Problem – From the data below, copy every line that contains the word "player".

[Dataset rows]
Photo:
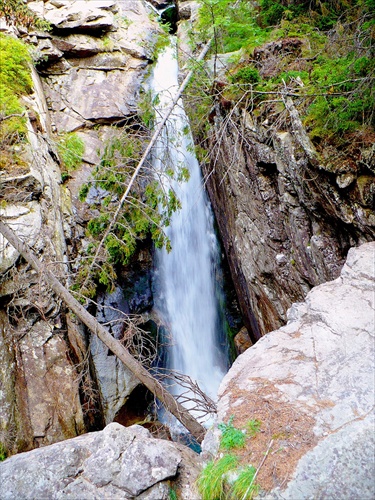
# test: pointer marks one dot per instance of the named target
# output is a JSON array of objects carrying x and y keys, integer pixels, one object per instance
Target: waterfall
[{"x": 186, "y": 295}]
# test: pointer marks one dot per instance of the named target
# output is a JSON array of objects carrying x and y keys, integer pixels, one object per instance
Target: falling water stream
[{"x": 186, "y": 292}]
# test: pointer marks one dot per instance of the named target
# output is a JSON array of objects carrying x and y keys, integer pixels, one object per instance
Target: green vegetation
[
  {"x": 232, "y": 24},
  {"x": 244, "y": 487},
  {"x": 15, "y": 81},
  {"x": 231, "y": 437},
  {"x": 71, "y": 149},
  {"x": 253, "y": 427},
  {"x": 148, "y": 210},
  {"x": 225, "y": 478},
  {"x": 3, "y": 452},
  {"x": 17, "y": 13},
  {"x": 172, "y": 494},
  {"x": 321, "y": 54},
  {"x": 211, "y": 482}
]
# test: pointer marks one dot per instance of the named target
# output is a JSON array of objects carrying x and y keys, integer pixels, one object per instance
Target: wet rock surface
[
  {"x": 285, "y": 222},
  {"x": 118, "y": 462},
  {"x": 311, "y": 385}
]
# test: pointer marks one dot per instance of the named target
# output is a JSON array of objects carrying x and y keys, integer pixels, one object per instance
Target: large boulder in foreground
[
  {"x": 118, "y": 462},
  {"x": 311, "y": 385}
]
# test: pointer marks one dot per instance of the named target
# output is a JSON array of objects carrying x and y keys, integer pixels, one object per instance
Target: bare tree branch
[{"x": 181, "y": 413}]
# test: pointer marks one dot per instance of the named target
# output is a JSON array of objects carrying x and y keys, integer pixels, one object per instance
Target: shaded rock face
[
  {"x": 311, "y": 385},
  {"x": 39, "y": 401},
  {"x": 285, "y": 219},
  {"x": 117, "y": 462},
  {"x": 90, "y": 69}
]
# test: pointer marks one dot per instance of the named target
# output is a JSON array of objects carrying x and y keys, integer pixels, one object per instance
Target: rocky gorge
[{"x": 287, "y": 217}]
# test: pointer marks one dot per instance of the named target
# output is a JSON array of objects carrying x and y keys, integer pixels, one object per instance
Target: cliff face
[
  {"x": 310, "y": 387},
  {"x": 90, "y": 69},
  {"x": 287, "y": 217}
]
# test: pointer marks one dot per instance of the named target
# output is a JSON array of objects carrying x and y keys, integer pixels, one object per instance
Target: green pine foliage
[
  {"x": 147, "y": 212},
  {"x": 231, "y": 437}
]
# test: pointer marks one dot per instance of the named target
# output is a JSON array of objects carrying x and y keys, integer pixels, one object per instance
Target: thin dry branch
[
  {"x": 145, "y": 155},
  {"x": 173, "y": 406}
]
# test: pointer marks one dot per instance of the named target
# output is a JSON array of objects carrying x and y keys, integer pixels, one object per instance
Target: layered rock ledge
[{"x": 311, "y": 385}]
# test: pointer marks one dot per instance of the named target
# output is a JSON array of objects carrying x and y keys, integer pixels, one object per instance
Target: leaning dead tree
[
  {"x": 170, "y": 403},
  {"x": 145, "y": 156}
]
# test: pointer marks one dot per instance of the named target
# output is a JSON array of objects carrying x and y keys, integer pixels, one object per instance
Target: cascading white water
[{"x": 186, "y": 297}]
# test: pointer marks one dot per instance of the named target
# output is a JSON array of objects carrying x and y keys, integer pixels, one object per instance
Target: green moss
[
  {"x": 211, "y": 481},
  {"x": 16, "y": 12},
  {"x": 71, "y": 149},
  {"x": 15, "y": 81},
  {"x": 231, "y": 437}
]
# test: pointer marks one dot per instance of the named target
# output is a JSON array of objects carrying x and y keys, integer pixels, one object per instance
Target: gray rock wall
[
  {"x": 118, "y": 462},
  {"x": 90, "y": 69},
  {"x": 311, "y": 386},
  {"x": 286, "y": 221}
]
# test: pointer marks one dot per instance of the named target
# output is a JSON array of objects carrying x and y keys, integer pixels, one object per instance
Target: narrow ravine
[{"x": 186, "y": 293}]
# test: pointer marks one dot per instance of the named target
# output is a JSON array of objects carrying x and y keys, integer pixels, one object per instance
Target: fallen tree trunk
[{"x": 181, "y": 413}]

--

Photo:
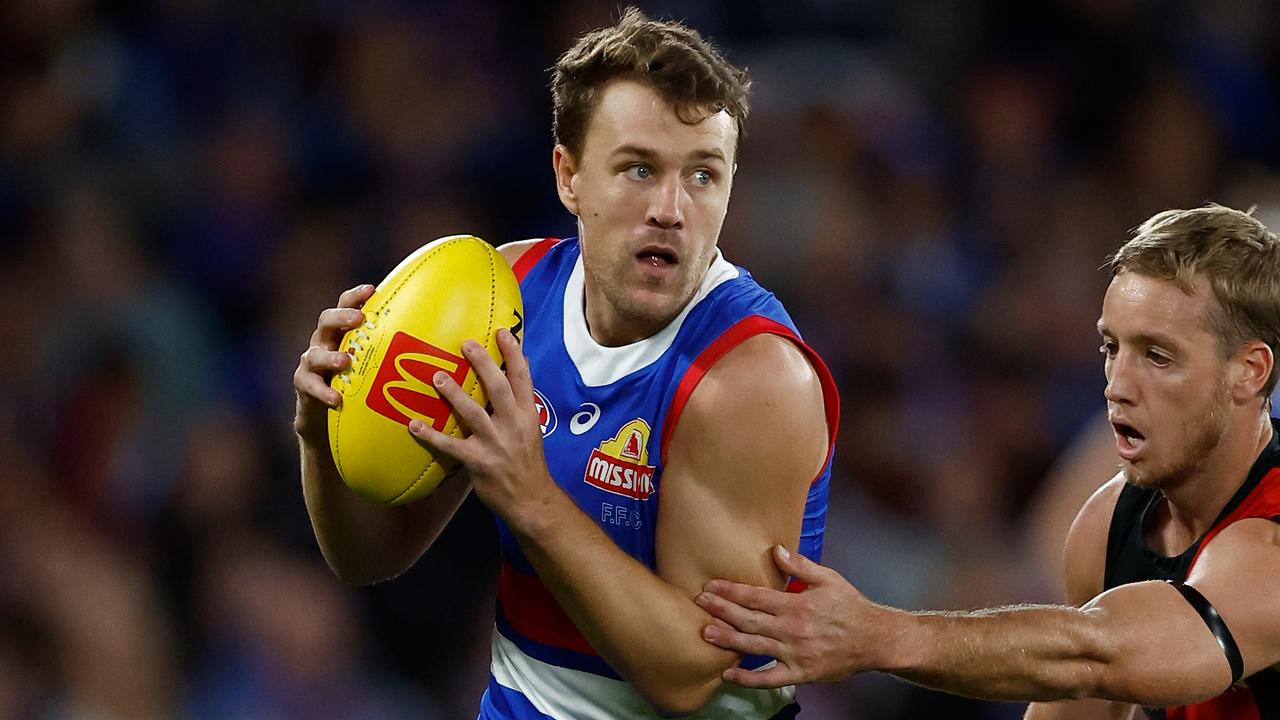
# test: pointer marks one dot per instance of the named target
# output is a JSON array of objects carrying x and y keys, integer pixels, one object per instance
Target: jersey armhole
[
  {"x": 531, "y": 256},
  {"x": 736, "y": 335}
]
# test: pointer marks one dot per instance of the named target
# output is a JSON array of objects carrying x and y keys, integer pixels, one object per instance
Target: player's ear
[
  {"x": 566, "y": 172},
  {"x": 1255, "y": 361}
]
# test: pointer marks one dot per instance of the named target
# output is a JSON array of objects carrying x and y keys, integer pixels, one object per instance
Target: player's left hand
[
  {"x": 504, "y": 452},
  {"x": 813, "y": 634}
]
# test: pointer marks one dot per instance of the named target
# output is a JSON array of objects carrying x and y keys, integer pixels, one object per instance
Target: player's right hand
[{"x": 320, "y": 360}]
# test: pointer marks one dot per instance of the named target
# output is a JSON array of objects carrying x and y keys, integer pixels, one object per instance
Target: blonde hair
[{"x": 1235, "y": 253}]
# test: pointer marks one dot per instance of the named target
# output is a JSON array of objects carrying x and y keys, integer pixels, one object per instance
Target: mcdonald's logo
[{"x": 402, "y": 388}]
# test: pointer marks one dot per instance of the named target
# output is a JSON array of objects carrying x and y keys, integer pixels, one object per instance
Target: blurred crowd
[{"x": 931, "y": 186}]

Written response –
Target: player's ear
Target: player's left hand
Target: player's right hand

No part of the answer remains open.